[Segmentation labeling entries]
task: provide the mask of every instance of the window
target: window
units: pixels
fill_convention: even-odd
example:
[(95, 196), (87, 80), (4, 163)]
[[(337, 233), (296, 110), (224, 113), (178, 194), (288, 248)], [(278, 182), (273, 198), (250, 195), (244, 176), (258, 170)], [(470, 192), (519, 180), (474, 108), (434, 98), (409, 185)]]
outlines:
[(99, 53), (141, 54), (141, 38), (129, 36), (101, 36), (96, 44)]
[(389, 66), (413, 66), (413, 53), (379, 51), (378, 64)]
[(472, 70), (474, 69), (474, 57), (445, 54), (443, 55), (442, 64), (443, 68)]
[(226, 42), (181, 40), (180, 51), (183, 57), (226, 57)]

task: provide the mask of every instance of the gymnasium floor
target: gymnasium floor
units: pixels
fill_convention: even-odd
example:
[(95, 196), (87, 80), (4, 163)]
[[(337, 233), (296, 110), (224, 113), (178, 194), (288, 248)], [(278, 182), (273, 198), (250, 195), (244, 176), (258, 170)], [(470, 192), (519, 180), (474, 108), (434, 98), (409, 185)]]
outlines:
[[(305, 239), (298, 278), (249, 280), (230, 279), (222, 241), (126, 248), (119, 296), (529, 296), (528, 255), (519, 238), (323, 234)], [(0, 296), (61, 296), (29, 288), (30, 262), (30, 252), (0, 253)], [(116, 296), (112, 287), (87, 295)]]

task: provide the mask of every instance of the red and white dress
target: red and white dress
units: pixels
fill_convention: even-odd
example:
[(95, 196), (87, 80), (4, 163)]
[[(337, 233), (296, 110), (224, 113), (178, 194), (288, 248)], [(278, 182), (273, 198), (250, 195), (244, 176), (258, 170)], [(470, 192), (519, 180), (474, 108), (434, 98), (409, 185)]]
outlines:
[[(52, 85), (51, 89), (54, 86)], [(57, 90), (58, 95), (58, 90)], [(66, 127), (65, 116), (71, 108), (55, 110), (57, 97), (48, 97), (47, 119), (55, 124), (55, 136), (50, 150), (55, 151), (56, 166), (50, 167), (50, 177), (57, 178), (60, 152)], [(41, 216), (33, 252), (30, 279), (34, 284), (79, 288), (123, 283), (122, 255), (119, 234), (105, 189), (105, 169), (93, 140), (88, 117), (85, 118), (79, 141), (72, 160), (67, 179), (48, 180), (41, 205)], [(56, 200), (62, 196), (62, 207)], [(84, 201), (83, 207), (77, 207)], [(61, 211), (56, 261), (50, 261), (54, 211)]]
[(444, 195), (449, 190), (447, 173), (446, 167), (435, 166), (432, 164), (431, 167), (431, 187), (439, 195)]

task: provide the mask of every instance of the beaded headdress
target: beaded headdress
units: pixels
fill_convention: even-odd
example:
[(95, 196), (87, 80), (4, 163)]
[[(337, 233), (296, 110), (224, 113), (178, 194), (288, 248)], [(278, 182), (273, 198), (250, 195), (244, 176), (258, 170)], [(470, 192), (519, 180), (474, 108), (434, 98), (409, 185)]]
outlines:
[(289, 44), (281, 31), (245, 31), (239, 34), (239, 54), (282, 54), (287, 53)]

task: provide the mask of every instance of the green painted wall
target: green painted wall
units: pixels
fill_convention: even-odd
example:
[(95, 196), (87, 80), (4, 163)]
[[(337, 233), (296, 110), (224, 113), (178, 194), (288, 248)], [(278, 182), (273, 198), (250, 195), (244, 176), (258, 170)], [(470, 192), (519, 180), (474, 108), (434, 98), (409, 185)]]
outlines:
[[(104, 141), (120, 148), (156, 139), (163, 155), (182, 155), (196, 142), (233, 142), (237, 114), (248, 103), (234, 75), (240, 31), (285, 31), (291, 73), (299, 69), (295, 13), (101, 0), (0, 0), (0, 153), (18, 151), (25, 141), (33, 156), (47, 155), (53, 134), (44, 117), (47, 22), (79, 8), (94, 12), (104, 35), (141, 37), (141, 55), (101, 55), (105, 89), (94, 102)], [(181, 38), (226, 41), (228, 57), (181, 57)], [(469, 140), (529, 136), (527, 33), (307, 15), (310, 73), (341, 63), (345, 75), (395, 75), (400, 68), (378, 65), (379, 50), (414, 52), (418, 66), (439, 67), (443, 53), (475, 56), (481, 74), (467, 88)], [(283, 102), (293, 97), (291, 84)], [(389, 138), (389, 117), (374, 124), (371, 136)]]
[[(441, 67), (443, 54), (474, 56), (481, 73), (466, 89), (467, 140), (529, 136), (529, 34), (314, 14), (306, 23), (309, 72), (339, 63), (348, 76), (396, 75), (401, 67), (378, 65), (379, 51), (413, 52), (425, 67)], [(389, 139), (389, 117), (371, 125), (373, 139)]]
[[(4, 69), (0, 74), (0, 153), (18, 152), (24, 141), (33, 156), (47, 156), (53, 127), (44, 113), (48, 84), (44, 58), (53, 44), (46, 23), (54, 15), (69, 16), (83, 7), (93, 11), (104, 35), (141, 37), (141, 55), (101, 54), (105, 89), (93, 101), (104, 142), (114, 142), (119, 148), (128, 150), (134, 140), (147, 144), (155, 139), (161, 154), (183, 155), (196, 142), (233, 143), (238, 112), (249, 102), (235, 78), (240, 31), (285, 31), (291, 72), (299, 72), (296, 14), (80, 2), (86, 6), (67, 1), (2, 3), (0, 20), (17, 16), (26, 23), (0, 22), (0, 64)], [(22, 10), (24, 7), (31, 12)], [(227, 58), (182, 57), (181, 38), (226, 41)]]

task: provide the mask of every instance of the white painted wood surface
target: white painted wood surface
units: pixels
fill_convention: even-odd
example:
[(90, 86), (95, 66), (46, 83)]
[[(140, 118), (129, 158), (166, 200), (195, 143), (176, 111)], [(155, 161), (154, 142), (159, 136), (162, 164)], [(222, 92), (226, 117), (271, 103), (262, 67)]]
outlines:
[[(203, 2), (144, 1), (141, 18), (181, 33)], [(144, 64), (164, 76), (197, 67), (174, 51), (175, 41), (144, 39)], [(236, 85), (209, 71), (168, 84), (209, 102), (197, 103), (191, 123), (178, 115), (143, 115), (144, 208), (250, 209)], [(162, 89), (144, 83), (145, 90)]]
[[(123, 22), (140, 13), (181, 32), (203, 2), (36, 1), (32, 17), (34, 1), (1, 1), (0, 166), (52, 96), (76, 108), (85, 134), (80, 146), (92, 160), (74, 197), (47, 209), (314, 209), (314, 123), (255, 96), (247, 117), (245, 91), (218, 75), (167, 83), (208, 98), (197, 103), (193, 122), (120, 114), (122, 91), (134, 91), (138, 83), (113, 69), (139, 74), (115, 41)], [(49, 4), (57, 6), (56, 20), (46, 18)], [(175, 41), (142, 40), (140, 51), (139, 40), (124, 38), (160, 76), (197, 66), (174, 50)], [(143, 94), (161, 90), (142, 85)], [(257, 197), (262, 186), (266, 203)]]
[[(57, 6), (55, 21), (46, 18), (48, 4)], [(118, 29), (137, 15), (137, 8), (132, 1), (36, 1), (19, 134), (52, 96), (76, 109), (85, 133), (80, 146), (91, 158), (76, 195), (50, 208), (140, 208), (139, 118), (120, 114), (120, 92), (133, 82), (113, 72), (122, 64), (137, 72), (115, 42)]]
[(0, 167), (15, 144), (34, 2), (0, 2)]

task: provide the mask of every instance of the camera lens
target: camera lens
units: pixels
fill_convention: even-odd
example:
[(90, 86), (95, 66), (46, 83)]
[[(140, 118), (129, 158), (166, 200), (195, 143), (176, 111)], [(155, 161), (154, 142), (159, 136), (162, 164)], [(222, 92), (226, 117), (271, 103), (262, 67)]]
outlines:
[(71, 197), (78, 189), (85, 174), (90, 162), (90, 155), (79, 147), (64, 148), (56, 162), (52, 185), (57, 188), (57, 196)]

-- REQUIREMENT --
Swap "even-odd" for "nonzero" throughout these items and repeat them with no other changes.

-- ANSWER IN FULL --
task: provide the mask of every instance of the window
target: window
units: pixels
fill_convention: nonzero
example:
[(95, 196), (87, 80), (4, 163)]
[[(337, 233), (296, 110), (224, 113), (178, 194), (288, 248)], [(278, 182), (273, 198), (250, 195), (244, 176), (258, 170)], [(470, 192), (519, 180), (474, 108), (434, 98), (409, 185)]]
outlines:
[(99, 53), (141, 54), (141, 38), (129, 36), (101, 36), (96, 44)]
[(389, 66), (413, 66), (413, 53), (379, 51), (378, 64)]
[(472, 70), (474, 69), (474, 57), (445, 54), (443, 55), (442, 64), (443, 68)]
[(226, 42), (181, 40), (180, 51), (183, 57), (226, 57)]

task: provide the mask of every instance of the gymnasium floor
target: gymnasium floor
units: pixels
fill_convention: nonzero
example:
[(95, 196), (87, 80), (4, 163)]
[[(337, 233), (296, 110), (224, 113), (178, 194), (288, 248)], [(278, 182), (273, 198), (250, 195), (244, 176), (258, 170)], [(470, 192), (519, 180), (474, 108), (434, 98), (409, 185)]]
outlines:
[[(305, 239), (298, 278), (249, 280), (230, 279), (222, 241), (126, 248), (119, 296), (529, 296), (528, 255), (519, 238), (323, 234)], [(0, 296), (61, 296), (29, 288), (30, 262), (30, 252), (0, 253)], [(116, 296), (112, 287), (87, 295)]]

task: provide the mask of every instance of the red and white dress
target: red and white dress
units: pixels
fill_convention: nonzero
example:
[(95, 196), (87, 80), (4, 163)]
[[(337, 233), (296, 110), (224, 113), (178, 194), (288, 248)], [(278, 182), (273, 198), (250, 195), (244, 176), (258, 170)], [(470, 192), (519, 180), (474, 108), (434, 98), (409, 185)]]
outlines:
[[(52, 85), (51, 89), (54, 86)], [(57, 90), (58, 95), (58, 90)], [(66, 127), (65, 116), (71, 108), (55, 110), (57, 97), (48, 97), (47, 119), (55, 124), (55, 136), (50, 150), (55, 151), (56, 166), (50, 167), (50, 177), (57, 178), (60, 152)], [(41, 216), (33, 252), (30, 279), (34, 284), (79, 288), (123, 283), (122, 255), (119, 234), (105, 189), (105, 169), (93, 140), (88, 117), (85, 118), (79, 141), (72, 160), (67, 179), (48, 180), (41, 205)], [(56, 200), (62, 196), (62, 207)], [(84, 201), (83, 207), (77, 207)], [(61, 211), (56, 261), (50, 261), (54, 211)]]
[(444, 195), (449, 190), (447, 173), (446, 167), (435, 166), (432, 164), (431, 167), (431, 187), (439, 195)]

task: provide the mask of every instance of the beaded headdress
target: beaded headdress
units: pixels
fill_convention: nonzero
example:
[(95, 196), (87, 80), (4, 163)]
[[(337, 233), (296, 110), (224, 113), (178, 194), (288, 248)], [(278, 182), (273, 198), (250, 195), (244, 176), (258, 170)], [(470, 192), (519, 180), (474, 108), (434, 98), (409, 185)]]
outlines:
[(289, 44), (281, 31), (245, 31), (239, 34), (239, 54), (282, 54), (287, 53)]

task: provide the mask of every instance of the green painted wall
target: green painted wall
units: pixels
fill_convention: nonzero
example:
[(95, 196), (87, 80), (4, 163)]
[[(337, 233), (296, 110), (224, 113), (178, 194), (288, 248)], [(278, 182), (273, 198), (250, 195), (244, 176), (258, 170)], [(470, 192), (519, 180), (474, 108), (434, 98), (409, 185)]]
outlines:
[[(104, 141), (120, 148), (156, 139), (163, 155), (182, 155), (196, 142), (233, 142), (237, 114), (248, 103), (234, 75), (240, 31), (285, 31), (291, 73), (299, 69), (295, 13), (101, 0), (0, 0), (0, 153), (18, 151), (25, 141), (33, 156), (47, 155), (53, 134), (44, 117), (47, 22), (79, 8), (94, 12), (104, 35), (141, 37), (141, 55), (101, 55), (105, 89), (94, 102)], [(181, 38), (226, 41), (228, 57), (181, 57)], [(469, 140), (529, 136), (527, 33), (307, 15), (310, 73), (341, 63), (345, 75), (395, 75), (400, 68), (378, 65), (379, 50), (414, 52), (418, 66), (439, 67), (443, 53), (475, 56), (481, 74), (467, 88)], [(283, 102), (293, 97), (291, 84)], [(389, 138), (389, 117), (374, 124), (371, 136)]]
[[(441, 67), (443, 54), (474, 56), (481, 73), (466, 89), (467, 140), (529, 136), (529, 34), (314, 14), (306, 23), (309, 72), (339, 63), (348, 76), (396, 75), (401, 67), (378, 65), (379, 51), (413, 52), (425, 67)], [(389, 139), (389, 117), (371, 125), (373, 139)]]
[[(4, 69), (0, 74), (0, 153), (18, 152), (24, 141), (33, 156), (47, 156), (53, 127), (44, 113), (48, 84), (44, 58), (53, 44), (46, 23), (54, 15), (69, 16), (83, 7), (93, 11), (104, 35), (141, 37), (141, 55), (101, 54), (105, 89), (93, 101), (104, 142), (114, 142), (119, 148), (128, 150), (134, 140), (147, 144), (155, 139), (161, 154), (183, 155), (196, 142), (233, 143), (238, 112), (249, 102), (235, 78), (240, 31), (285, 31), (291, 72), (299, 72), (296, 14), (80, 2), (86, 6), (67, 1), (2, 3), (0, 20), (17, 16), (26, 23), (0, 22), (0, 64)], [(22, 10), (24, 7), (31, 12)], [(227, 58), (182, 57), (181, 38), (226, 41)]]

task: provide the mask of every instance of the white painted wood surface
target: white painted wood surface
units: pixels
fill_convention: nonzero
example:
[(90, 86), (95, 66), (46, 83)]
[[(140, 118), (129, 158), (166, 200), (195, 143), (176, 111)], [(155, 161), (154, 142), (159, 136), (162, 164)], [(222, 92), (226, 117), (271, 103), (262, 67)]]
outlines:
[[(203, 2), (144, 1), (141, 18), (181, 33)], [(144, 64), (164, 76), (197, 67), (174, 51), (175, 41), (144, 39)], [(236, 85), (209, 71), (168, 84), (209, 102), (197, 103), (191, 123), (178, 115), (143, 115), (144, 208), (250, 209)], [(162, 89), (144, 83), (145, 90)]]
[[(123, 22), (140, 13), (181, 32), (203, 2), (36, 1), (32, 17), (34, 1), (1, 1), (0, 166), (52, 96), (76, 108), (85, 134), (80, 146), (92, 160), (74, 197), (47, 209), (314, 209), (314, 123), (255, 96), (247, 117), (245, 91), (218, 75), (167, 83), (208, 98), (197, 103), (193, 122), (120, 114), (122, 91), (134, 91), (138, 83), (113, 69), (139, 74), (115, 41)], [(49, 4), (57, 6), (56, 20), (46, 18)], [(175, 41), (142, 40), (140, 51), (139, 40), (124, 38), (160, 76), (197, 66), (174, 50)], [(143, 94), (161, 90), (142, 85)], [(257, 197), (262, 186), (266, 203)]]
[[(57, 6), (55, 21), (46, 18), (48, 4)], [(118, 29), (137, 15), (137, 8), (132, 1), (36, 1), (19, 134), (52, 96), (76, 109), (85, 133), (80, 146), (91, 158), (76, 195), (50, 208), (140, 208), (139, 118), (120, 114), (120, 92), (133, 82), (113, 72), (122, 64), (137, 72), (115, 42)]]
[(0, 167), (15, 144), (34, 2), (0, 2)]

task: provide the mask of every instance of the camera lens
target: camera lens
units: pixels
fill_convention: nonzero
example:
[(90, 86), (95, 66), (46, 83)]
[[(140, 118), (129, 158), (166, 200), (195, 143), (176, 111)], [(155, 161), (154, 142), (159, 136), (162, 164)], [(222, 92), (226, 117), (271, 103), (262, 67)]]
outlines:
[(71, 197), (78, 189), (85, 174), (90, 162), (90, 155), (79, 147), (64, 148), (56, 162), (52, 185), (57, 188), (57, 196)]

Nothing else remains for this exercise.